Retype each record exactly, please. Skip none.

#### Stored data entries
================

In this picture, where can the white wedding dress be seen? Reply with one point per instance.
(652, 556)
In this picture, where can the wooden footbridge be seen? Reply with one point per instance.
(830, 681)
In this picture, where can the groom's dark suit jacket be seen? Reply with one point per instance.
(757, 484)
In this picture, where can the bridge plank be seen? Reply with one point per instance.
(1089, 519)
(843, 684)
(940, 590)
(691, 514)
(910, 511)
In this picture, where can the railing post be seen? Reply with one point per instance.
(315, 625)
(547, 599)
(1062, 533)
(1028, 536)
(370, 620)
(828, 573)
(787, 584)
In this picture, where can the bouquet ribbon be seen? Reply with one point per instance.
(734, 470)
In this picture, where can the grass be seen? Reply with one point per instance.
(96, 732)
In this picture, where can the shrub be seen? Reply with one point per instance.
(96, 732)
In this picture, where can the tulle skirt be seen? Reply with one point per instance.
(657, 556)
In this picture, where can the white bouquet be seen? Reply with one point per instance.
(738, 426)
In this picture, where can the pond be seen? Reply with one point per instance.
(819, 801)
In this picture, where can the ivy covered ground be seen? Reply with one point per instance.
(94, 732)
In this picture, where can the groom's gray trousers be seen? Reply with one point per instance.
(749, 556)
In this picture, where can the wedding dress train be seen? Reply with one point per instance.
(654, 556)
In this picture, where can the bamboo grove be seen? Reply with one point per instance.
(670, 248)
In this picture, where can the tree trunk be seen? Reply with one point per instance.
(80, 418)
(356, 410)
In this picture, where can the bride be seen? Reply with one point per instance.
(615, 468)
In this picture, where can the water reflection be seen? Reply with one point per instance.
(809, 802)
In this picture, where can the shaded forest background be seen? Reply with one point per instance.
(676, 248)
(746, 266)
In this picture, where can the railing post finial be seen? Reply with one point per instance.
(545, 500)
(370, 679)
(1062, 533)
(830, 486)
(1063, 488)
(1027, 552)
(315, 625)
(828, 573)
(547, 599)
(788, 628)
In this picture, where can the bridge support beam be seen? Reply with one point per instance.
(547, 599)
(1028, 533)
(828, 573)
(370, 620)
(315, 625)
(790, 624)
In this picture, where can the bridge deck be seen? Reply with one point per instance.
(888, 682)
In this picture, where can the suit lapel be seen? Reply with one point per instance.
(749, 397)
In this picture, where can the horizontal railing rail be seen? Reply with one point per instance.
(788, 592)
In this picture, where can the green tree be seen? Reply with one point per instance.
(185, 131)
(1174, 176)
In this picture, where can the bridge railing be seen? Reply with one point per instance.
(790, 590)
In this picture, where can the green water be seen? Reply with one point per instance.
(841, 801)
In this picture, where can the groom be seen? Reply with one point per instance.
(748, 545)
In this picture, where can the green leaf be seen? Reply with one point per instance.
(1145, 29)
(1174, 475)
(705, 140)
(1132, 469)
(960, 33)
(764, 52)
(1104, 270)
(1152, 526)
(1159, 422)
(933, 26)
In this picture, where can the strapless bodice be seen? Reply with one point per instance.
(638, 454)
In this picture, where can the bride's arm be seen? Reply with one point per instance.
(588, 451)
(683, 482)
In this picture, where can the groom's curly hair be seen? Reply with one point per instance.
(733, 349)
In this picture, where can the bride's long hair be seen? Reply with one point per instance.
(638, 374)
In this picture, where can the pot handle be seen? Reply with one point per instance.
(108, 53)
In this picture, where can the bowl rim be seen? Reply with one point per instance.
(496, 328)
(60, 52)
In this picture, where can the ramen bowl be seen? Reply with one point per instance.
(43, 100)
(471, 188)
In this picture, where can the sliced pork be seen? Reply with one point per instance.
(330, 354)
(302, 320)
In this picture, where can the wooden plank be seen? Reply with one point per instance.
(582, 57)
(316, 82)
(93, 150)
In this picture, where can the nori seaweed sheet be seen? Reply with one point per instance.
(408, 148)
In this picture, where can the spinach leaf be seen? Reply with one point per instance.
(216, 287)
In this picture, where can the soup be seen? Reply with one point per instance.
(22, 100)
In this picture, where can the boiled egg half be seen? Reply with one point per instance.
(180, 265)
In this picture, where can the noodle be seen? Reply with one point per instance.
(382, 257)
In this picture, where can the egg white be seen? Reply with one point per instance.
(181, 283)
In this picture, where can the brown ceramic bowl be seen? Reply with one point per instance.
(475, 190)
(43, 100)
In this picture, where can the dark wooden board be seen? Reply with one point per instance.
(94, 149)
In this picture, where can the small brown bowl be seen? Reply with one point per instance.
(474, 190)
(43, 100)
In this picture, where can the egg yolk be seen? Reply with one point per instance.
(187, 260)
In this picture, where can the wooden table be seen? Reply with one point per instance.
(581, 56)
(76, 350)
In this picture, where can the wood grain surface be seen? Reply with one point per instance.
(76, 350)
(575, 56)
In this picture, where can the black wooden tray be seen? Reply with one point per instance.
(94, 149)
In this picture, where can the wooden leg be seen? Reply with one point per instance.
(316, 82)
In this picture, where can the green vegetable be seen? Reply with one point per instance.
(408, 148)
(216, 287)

================

#### Finished task
In this picture, where can the white wedding dress be seen? Reply with one point per instance.
(652, 556)
In this picture, where can the wooden footbridge be seen? Reply with one point per instance.
(830, 681)
In this picture, where can the groom's dark suit jacket be seen? Reply with one point per instance.
(757, 484)
In this picture, where can the bridge plank be seen? Reply with one point per instance.
(1089, 519)
(843, 684)
(940, 590)
(691, 514)
(910, 511)
In this picture, where can the railing post be seen? Reply with one point per instance.
(315, 625)
(547, 599)
(1062, 533)
(1028, 536)
(370, 620)
(828, 573)
(787, 584)
In this picture, where can the bouquet ribbon be seen? Reply with one point per instance.
(734, 470)
In this picture, where can the grass be seen? Reply with one point per instance.
(96, 732)
In this picture, where can the shrub be seen? Reply with one point per instance.
(96, 732)
In this picture, where can the tulle skirt be seen? Reply with one point per instance.
(657, 556)
In this picture, where can the white bouquet be seen? Reply with one point per instance.
(738, 426)
In this picture, where can the pond be seen? Reply with one point per instance.
(819, 801)
In this picture, where can the ivy covered ground be seen? Reply with one point per instance.
(94, 732)
In this picture, where can the groom's gray trousers be seen? Reply with one point per instance.
(749, 556)
In this picture, where can the wedding dress train be seen? Reply with one point per instance.
(654, 556)
In this picture, where can the bamboo grove be seen? Reply with one point per instance.
(670, 248)
In this picture, where can the tree trunk be seen? Reply with one point per instance.
(80, 418)
(356, 410)
In this picture, where can the bride be seen? Reply with one point per instance.
(615, 468)
In this picture, where can the water reflection be seen? Reply with one point per instance.
(809, 802)
In this picture, where can the shaded forest background be seen? Reply with one point per instance.
(676, 248)
(746, 266)
In this picture, where can the railing post finial be seen? Reply with one point per instance.
(545, 500)
(370, 679)
(1062, 533)
(830, 486)
(1063, 488)
(1027, 552)
(315, 625)
(828, 573)
(547, 599)
(788, 628)
In this picture, where can the bridge support beam be seen? Reply with one point per instance.
(547, 599)
(1028, 533)
(828, 573)
(370, 620)
(315, 625)
(790, 624)
In this picture, where can the bridge deck be seen? Reply with one point per instance.
(888, 682)
In this picture, where can the suit lapel be seen? Reply with one point per instance.
(749, 397)
In this picture, where can the horizontal railing rail be seen? Reply with one point per instance.
(788, 592)
In this picture, where can the green tree be seen? Reply with one point per instance.
(185, 131)
(1174, 176)
In this picture, where can the bridge railing be seen? Reply with one point per instance.
(790, 590)
In this picture, where can the green water be seen? Reply with one point per instance.
(841, 801)
In this picture, where can the groom be seen? Reply with one point per instance.
(748, 545)
In this picture, where can the green leaf be seen? Reply with one point per instance.
(1145, 29)
(1174, 475)
(705, 140)
(1132, 469)
(960, 33)
(764, 52)
(1104, 270)
(1152, 526)
(1159, 422)
(933, 26)
In this picture, where can the strapless bodice be seen? Reply with one point per instance.
(638, 454)
In this picture, where can the bride's arm be seen? Reply with one point per instance.
(588, 451)
(683, 482)
In this picture, where can the groom's curly hair be seen? Reply with one point per instance.
(733, 349)
In this picture, where can the bride's long hair be seen? Reply with one point per instance.
(638, 374)
In this picture, where can the pot handle be seen? Reply with one point per instance.
(108, 53)
In this picture, where can the bowl rim be seen? Reply with one point per instance.
(496, 328)
(60, 52)
In this picture, where can the ramen bowl be seen? Reply with one point per instance.
(43, 100)
(471, 188)
In this picture, where can the sliced pork be seen? Reply with one point per instance.
(330, 354)
(302, 320)
In this picture, where can the wooden plank be seen? Reply with one point per instance.
(582, 57)
(316, 82)
(93, 150)
In this picture, where can the nori seaweed sheet be seen? Reply with one point per instance.
(408, 148)
In this picture, where can the spinach leaf be seen? Reply with one point per instance.
(216, 287)
In this picture, where can the soup be seen? Reply with one point per instance.
(22, 100)
In this picture, where can the boiled egg half be seen? Reply with one point per instance.
(180, 265)
In this picture, where can the noodle be seen? Reply with one point per instance.
(382, 257)
In this picture, where can the egg white be seen? Reply with one point per instance.
(181, 283)
In this picture, where can the brown ceramic bowl be seen? Reply with one point per instance.
(475, 190)
(43, 100)
In this picture, where can the dark wooden board be seen? Reply with one point per instance.
(94, 149)
In this picture, where can the small brown bowl be seen? Reply with one point per instance.
(474, 190)
(43, 100)
In this picture, where can the egg yolk be seen? Reply with one point per instance.
(187, 260)
In this picture, where can the wooden table be seen? Reply with one point per instance.
(581, 56)
(76, 350)
In this picture, where can the wood grain surface be seen? Reply with one point per instance.
(76, 350)
(575, 56)
In this picture, where can the black wooden tray be seen? Reply with one point per instance.
(94, 149)
In this picture, where can the wooden leg be seen? Reply with one point per instance.
(316, 82)
In this picture, where can the green vegetable be seen? Reply with one point per instance.
(408, 148)
(216, 287)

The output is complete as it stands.